Information shown >>
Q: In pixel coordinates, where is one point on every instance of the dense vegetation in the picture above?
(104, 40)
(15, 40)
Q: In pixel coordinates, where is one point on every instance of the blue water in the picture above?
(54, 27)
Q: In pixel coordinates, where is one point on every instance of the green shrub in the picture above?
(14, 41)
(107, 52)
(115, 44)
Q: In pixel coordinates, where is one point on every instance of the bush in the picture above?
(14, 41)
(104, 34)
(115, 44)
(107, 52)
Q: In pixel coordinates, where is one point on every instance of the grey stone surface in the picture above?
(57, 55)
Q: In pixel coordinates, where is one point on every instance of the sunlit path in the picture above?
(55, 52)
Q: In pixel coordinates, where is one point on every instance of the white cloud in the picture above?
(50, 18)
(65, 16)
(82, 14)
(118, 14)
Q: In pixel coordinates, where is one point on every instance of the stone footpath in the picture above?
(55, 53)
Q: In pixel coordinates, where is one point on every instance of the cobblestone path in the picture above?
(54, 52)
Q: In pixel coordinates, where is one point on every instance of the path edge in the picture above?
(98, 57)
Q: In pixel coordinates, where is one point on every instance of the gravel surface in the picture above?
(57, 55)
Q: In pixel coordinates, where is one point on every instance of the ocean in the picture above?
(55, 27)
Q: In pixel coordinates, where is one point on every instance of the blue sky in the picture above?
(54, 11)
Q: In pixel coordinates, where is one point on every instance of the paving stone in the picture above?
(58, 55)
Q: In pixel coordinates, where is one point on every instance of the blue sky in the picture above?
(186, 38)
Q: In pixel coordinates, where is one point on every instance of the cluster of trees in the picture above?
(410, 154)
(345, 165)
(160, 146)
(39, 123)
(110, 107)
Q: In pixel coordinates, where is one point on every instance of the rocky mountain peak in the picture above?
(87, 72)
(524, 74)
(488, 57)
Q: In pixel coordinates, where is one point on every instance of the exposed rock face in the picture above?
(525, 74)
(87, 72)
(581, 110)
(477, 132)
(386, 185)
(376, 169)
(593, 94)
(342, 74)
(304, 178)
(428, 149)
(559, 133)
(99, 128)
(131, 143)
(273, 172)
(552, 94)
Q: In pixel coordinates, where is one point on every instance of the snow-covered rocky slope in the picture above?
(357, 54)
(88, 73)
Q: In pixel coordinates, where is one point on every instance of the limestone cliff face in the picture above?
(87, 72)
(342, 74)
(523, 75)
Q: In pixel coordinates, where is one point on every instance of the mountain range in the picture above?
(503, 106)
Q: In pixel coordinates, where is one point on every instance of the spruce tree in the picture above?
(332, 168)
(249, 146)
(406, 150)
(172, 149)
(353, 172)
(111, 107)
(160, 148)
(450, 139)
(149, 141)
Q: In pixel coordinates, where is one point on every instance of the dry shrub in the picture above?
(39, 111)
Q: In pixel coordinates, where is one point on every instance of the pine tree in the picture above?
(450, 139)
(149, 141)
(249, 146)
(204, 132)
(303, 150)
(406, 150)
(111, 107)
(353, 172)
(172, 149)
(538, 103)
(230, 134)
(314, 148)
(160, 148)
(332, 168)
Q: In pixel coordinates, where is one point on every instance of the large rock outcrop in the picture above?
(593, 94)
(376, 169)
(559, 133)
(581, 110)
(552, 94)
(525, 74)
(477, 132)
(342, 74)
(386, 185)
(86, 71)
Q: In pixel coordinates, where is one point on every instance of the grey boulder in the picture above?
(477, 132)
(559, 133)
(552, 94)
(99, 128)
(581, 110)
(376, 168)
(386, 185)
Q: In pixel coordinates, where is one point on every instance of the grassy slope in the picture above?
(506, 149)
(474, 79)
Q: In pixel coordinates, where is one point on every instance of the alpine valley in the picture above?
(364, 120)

Exercise directions >>
Reproduce every item above word for word, with nothing changed or left out.

Complete response >>
Q: In pixel coordinates, where is one point on every instance of the dense vegetation in the picture above?
(104, 40)
(15, 40)
Q: In pixel coordinates, where is one point on every instance of the blue water in the picture above?
(54, 27)
Q: In pixel coordinates, where is one point on every instance of the green shrub in the picture above?
(14, 41)
(107, 52)
(115, 44)
Q: In pixel coordinates, where is one point on every instance of the bush in the picture above?
(14, 41)
(104, 34)
(115, 44)
(107, 52)
Q: In pixel coordinates, where is one point on every instance of the grey stone surface in the picture above?
(57, 55)
Q: In pixel coordinates, where is one point on every instance of the sunlit path in the picture above?
(55, 52)
Q: In pixel coordinates, where is one point on every instance of the white cloud in the picture above?
(50, 18)
(65, 16)
(82, 14)
(118, 14)
Q: In pixel coordinates, where is one point on every instance of the stone footpath in the picture above?
(55, 53)
Q: In pixel coordinates, where is one point on every instance of the cobblestone path in the picture above?
(54, 52)
Q: In pixel coordinates, where is one point on every instance of the path edge in the picture above?
(98, 57)
Q: In pixel coordinates, where is one point on every instance of the gravel surface in the picture above?
(57, 55)
Q: In pixel coordinates, where is one point on every instance of the ocean in the picture above?
(55, 27)
Q: In pixel coordinates, where is one point on every instance of the blue sky in the picture above?
(54, 11)
Q: In pixel coordinates, where is one point on every instance of the paving stone in the picture above?
(58, 55)
Q: In pixel coordinates, where is one point on every instance of the blue sky in the picture above?
(186, 38)
Q: In pixel coordinates, where is one point on every instance of the cluster of trees in the picture above?
(410, 154)
(345, 165)
(160, 146)
(39, 123)
(110, 107)
Q: In pixel coordinates, where is one point on every instance of the rocky mountain peak in the picture above?
(87, 72)
(524, 74)
(488, 57)
Q: In pixel coordinates, where is one point on every instance of the exposed rock face in the picture above?
(525, 74)
(87, 72)
(581, 110)
(477, 132)
(386, 185)
(376, 169)
(593, 94)
(342, 74)
(304, 178)
(428, 149)
(559, 133)
(99, 128)
(131, 143)
(273, 172)
(552, 94)
Q: In pixel coordinates, where is one point on every instance of the snow-covered rocky slope in the picture above?
(357, 54)
(88, 73)
Q: In pixel coordinates, where is one point on every instance of the limestone cliff face in the picture above?
(87, 72)
(342, 74)
(523, 75)
Q: In pixel coordinates, where is one point on every instance of the mountain range in the picture above?
(503, 106)
Q: In pixel coordinates, where is one point on every instance of the spruce tree in the picture above?
(332, 168)
(249, 146)
(406, 150)
(172, 149)
(353, 172)
(111, 107)
(160, 148)
(450, 139)
(149, 141)
Q: In pixel coordinates, where is one point on every instance of the dry shrub in the picture above?
(39, 111)
Q: In pixel coordinates, where is one point on every instance of the pine tree in the picture above?
(450, 139)
(149, 141)
(249, 146)
(204, 132)
(303, 150)
(406, 150)
(111, 107)
(353, 172)
(172, 149)
(538, 103)
(230, 134)
(314, 148)
(160, 148)
(332, 168)
Q: In pixel coordinates, where is one point on every instance of the large rock outcrop in the picture above?
(593, 94)
(376, 169)
(559, 133)
(581, 110)
(552, 94)
(525, 74)
(477, 132)
(342, 74)
(386, 185)
(86, 71)
Q: In pixel coordinates, where is one point on every instance of the grey boulder in the picture above?
(477, 132)
(559, 133)
(552, 94)
(99, 128)
(581, 110)
(376, 168)
(386, 185)
Q: In pixel coordinates, where is one point on every instance of the grassy slope in the picture above?
(506, 149)
(474, 79)
Q: In pixel coordinates, where is one point on every instance of the alpine valley in the picture above?
(364, 120)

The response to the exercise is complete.